If you’re planning a chart review study, before submitting, please give some thought to whether you could get your study data from the AR-CDR rather than directly from medical records. The AR-CDR (it stands for Arkansas Clinical Data Repository) is a vast collection of data extracted from EPIC and other, older, medical records systems. It can be searched for specific diseases, date ranges, diagnoses, procedures, you name it — you can get exactly the data you want or need out of it.
Best of all, the AR-CDR can provide you data without any identifiers, i.e. anonymized, if that would work for your study. Even things like dates can be altered so you can still measure when events occurred in relation to each other, but without getting dates, which are identifiers (just ask HIPAA!).
Why would you want to get anonymized data? First, the less identifiable data we have out there, the lower the likelihood of a HIPAA breach. Also, a study that uses only completely anonymous data, provided to you without anything allowing reidentification of subjects, does not involve human subjects as defined in regulations, and so would not require IRB review.
We hasten to add that even if you plan to use only anonymous AR-CDR data, you will still want to submit a human subject research determination form through CLARA to get an official letter indicating your study does not require IRB review.
Of course, there are times when anonymized data just won’t work for your study. For example, you may need to supplement what you’re able to extract from AR-CDR with information from handwritten notes in patient charts, requiring you to manually search the medical record. Note that AR-CDR can also give you data that includes identifiers. Or your area may have its own specialized clinical database that better suits your needs than AR-CDR data would.
Last but not least, when you submit a chart review study to the IRB, please specifically describe the source of your data, and indicate why you need identifiers for it, if indeed you do need identifiers. Otherwise, we’ll send back a contingency asking you to justify why you can’t use the study using anonymized data from AR-CDR instead (which we can now type without even thinking about it, because of how often we’ve sent that one back).
_____
- _Task requirements_
• A. According to the chart review passage, what does the abbreviation AR-CDR stand for?
• B. Transcribe the chart review passage from "Best of all, the" up to and including "would not require IRB review.".
The items that follow come from a separate source.

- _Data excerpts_
_____
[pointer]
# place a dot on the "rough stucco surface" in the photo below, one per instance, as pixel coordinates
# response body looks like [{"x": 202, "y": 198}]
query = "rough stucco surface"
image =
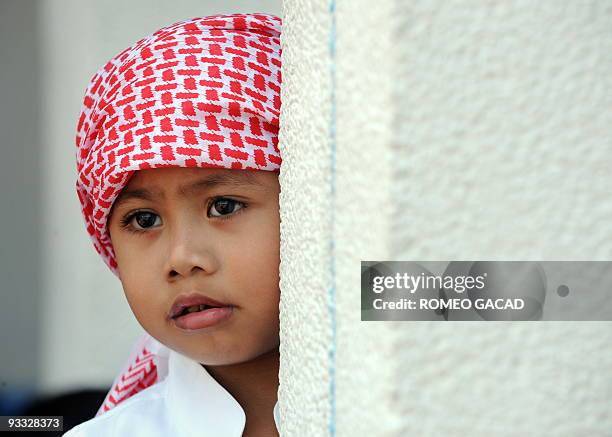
[
  {"x": 305, "y": 228},
  {"x": 465, "y": 130},
  {"x": 503, "y": 152}
]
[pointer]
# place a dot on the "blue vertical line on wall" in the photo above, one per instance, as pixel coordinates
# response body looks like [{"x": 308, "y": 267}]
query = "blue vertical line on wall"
[{"x": 332, "y": 288}]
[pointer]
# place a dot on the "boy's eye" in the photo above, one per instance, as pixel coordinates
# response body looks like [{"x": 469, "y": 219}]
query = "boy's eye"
[
  {"x": 221, "y": 207},
  {"x": 224, "y": 206},
  {"x": 142, "y": 219}
]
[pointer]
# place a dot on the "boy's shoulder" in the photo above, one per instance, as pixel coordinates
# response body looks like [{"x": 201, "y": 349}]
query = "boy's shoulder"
[{"x": 144, "y": 414}]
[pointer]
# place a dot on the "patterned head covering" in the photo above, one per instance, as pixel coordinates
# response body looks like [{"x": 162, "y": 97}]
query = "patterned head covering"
[{"x": 203, "y": 92}]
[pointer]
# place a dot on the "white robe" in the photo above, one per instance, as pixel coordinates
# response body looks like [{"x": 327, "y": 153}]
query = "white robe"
[{"x": 188, "y": 402}]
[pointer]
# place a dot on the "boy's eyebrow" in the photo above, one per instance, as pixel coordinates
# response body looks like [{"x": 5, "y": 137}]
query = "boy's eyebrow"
[{"x": 233, "y": 179}]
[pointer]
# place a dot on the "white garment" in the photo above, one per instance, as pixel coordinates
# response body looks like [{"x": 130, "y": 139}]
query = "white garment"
[{"x": 188, "y": 402}]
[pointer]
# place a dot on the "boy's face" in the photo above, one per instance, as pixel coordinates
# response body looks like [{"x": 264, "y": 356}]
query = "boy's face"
[{"x": 220, "y": 240}]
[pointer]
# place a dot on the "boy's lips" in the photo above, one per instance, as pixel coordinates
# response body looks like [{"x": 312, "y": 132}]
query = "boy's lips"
[{"x": 187, "y": 300}]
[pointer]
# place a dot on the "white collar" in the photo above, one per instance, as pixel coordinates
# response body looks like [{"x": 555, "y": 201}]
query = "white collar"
[{"x": 202, "y": 406}]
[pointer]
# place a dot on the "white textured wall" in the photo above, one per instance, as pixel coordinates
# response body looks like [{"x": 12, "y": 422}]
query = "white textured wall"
[
  {"x": 88, "y": 328},
  {"x": 505, "y": 150},
  {"x": 464, "y": 131}
]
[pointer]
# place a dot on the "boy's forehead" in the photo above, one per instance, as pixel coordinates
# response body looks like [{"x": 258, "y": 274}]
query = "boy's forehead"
[{"x": 187, "y": 175}]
_____
- _Solutions for each task_
• A. Arkansas Clinical Data Repository

• B.
Best of all, the AR-CDR can provide you data without any identifiers, i.e. anonymized, if that would work for your study. Even things like dates can be altered so you can still measure when events occurred in relation to each other, but without getting dates, which are identifiers (just ask HIPAA!).
Why would you want to get anonymized data? First, the less identifiable data we have out there, the lower the likelihood of a HIPAA breach. Also, a study that uses only completely anonymous data, provided to you without anything allowing reidentification of subjects, does not involve human subjects as defined in regulations, and so would not require IRB review.